### [Problem requirements]
Reproduce everything from the start of the lines down to the line containing "339 322 L 361", including both ends.

(Segmentation dataset lines)
** Start **

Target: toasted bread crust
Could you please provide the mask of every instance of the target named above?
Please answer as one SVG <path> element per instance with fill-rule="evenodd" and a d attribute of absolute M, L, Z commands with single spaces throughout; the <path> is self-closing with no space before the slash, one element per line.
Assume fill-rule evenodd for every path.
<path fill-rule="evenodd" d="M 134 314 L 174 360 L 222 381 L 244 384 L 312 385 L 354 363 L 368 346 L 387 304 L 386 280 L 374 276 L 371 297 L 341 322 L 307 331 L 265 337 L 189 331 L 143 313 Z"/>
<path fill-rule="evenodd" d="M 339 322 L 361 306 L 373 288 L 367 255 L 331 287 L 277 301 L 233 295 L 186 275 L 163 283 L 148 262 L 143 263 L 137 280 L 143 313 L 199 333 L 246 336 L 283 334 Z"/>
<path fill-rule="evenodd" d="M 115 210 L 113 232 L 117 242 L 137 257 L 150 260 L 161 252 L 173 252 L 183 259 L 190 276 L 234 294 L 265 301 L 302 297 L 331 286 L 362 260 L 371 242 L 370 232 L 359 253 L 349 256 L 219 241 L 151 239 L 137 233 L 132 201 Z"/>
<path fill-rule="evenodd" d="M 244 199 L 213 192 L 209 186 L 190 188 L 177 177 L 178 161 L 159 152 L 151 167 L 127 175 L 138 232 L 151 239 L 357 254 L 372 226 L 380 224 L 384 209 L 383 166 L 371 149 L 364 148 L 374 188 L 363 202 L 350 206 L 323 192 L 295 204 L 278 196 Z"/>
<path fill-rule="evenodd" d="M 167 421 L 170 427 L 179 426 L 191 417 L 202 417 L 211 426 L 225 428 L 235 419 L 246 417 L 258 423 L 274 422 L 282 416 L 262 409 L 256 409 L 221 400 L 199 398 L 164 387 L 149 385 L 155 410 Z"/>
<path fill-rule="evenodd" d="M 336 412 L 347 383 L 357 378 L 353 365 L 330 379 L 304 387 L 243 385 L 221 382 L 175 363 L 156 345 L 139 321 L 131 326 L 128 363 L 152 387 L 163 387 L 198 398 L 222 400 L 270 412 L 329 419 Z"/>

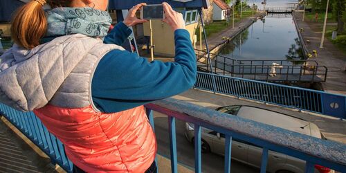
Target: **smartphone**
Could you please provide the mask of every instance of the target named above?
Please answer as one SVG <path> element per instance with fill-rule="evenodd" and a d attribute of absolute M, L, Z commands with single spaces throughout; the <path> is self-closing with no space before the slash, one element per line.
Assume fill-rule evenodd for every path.
<path fill-rule="evenodd" d="M 163 19 L 165 13 L 162 4 L 147 5 L 140 9 L 142 19 Z"/>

** End **

### [Result of this exercise]
Target: toasted bread crust
Could you please provide the mask of every instance of the target named above?
Please answer as one SVG <path> element per instance with fill-rule="evenodd" and a d attribute of absolute M, L, Z commands with single spaces throughout; the <path> is self-closing with no space before the slash, one element per line.
Assume fill-rule evenodd for every path.
<path fill-rule="evenodd" d="M 134 314 L 174 360 L 222 381 L 244 384 L 312 385 L 354 363 L 368 346 L 387 304 L 386 280 L 374 276 L 371 297 L 341 322 L 307 331 L 265 337 L 189 331 L 143 313 Z"/>
<path fill-rule="evenodd" d="M 339 322 L 361 306 L 373 288 L 367 255 L 331 287 L 277 301 L 233 295 L 186 275 L 163 283 L 148 262 L 143 263 L 137 280 L 143 313 L 199 333 L 246 336 L 283 334 Z"/>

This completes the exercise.